**Task goal:**
What is needed here is an exact copy of every record below.

[Point localization data]
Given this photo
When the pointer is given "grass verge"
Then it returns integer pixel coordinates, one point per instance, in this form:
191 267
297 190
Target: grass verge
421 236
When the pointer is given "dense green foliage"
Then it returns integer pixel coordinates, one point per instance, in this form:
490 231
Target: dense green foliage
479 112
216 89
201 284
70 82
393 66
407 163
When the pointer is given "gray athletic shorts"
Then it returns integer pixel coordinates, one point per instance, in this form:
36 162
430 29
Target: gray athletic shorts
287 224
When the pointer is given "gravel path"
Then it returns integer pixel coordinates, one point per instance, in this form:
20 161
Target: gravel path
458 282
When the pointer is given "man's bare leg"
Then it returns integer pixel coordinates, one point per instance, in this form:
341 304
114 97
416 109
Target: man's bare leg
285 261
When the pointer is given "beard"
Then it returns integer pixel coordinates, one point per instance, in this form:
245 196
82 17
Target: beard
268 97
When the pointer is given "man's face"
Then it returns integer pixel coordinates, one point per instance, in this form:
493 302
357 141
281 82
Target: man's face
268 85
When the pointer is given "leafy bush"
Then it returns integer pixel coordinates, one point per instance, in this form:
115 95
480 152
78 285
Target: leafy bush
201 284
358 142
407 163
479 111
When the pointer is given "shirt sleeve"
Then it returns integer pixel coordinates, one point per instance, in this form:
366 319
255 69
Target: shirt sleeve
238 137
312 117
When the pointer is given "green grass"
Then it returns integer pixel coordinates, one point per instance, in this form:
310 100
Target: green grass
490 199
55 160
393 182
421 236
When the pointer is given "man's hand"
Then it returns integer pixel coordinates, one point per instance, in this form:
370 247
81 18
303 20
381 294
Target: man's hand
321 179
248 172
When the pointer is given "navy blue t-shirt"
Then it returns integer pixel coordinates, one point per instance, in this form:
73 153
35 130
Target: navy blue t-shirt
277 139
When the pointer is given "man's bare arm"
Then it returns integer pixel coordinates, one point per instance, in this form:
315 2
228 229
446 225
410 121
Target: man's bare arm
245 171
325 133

**Final answer:**
Given this photo
When the pointer is given "grass verge"
Then it returns integer pixel coordinates, one point per instance, in this form:
191 267
297 190
Target: grass verge
421 236
When the pointer is given "dense green foliage"
Then it returns integer pixel coordinates, one point per instance, in this form:
490 231
Target: dense green foliage
479 112
216 89
201 284
70 82
393 66
407 163
When the pointer is given "gray athletic shorts"
Then it returns integer pixel coordinates, one point per instance, in this form:
36 162
430 29
Target: gray athletic shorts
287 224
When the pointer is given "gravel path"
Then it returns integer pixel coordinates, one point per instance, in this form:
20 161
Target: gravel path
458 282
When the pointer is given "man's bare leg"
Then it returns integer pixel coordinates, one point per instance, in this form:
341 304
114 97
416 109
Target: man's bare leg
285 261
When the pointer is given "beard"
Then it returns integer pixel coordinates, one point per instance, in this form:
245 196
82 17
Target: beard
268 97
When the pointer is given "man's face"
Then it returns integer pixel coordinates, one point per instance, in this form:
493 302
357 141
281 82
Target: man's face
268 85
When the pointer is given "leafy bush"
Then it returns integer pixel coordinates, one point per instance, in this form:
115 95
480 152
78 285
Target: leafy bush
201 284
358 142
407 163
479 111
When the pointer is given "shirt sleeve"
Then it returns integer pixel coordinates, one point per instance, in this form:
366 319
255 69
Target: shirt sleeve
238 137
312 117
When the pointer is given "green grass"
Then it returns integer pixel coordinates, one point per instance, in this form:
310 100
Target: green grass
490 199
55 160
393 182
421 236
When the pointer is given "man's hand"
Then it returns integer pixel coordinates, one point per instance, in this form:
370 247
81 18
303 20
381 294
Target: man's hand
321 179
248 172
When the pointer is given "navy blue t-shirt"
Then it returns integer pixel coordinates, one point per instance, in this form:
73 153
35 130
Target: navy blue t-shirt
277 139
When the pointer is given "man's bare arm"
Then it returns integer pixel coordinates, one point per instance, in this form:
315 2
228 229
446 225
410 121
Target: man's bare arm
245 171
325 133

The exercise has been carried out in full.